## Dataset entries
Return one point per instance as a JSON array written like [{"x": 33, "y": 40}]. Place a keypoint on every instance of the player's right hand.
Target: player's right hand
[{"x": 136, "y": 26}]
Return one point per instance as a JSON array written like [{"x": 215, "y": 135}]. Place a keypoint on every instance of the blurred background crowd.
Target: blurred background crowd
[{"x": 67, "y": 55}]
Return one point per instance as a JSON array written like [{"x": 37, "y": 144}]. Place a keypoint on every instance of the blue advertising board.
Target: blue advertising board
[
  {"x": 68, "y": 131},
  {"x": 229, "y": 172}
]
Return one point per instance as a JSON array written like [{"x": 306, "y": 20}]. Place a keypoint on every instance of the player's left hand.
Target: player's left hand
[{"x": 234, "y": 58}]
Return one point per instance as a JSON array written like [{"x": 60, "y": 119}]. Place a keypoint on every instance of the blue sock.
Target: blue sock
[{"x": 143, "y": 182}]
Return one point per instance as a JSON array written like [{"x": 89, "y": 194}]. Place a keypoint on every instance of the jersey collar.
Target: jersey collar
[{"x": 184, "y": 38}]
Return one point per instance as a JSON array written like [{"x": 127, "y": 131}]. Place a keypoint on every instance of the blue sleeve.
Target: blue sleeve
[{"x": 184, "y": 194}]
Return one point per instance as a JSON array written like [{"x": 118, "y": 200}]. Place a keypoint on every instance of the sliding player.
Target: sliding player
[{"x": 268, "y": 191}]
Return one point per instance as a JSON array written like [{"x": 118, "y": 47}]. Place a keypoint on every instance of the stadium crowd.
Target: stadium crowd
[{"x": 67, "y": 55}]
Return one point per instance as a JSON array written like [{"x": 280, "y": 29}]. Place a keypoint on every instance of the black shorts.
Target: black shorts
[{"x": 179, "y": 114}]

## Task instructions
Reproduce exactly every line between the line with "the black shorts." and the last line of the records above, both included.

## Solution to the exercise
Return one point per instance as a JSON array written like [{"x": 280, "y": 29}]. Place a keypoint on every instance of the black shorts.
Target: black shorts
[{"x": 179, "y": 114}]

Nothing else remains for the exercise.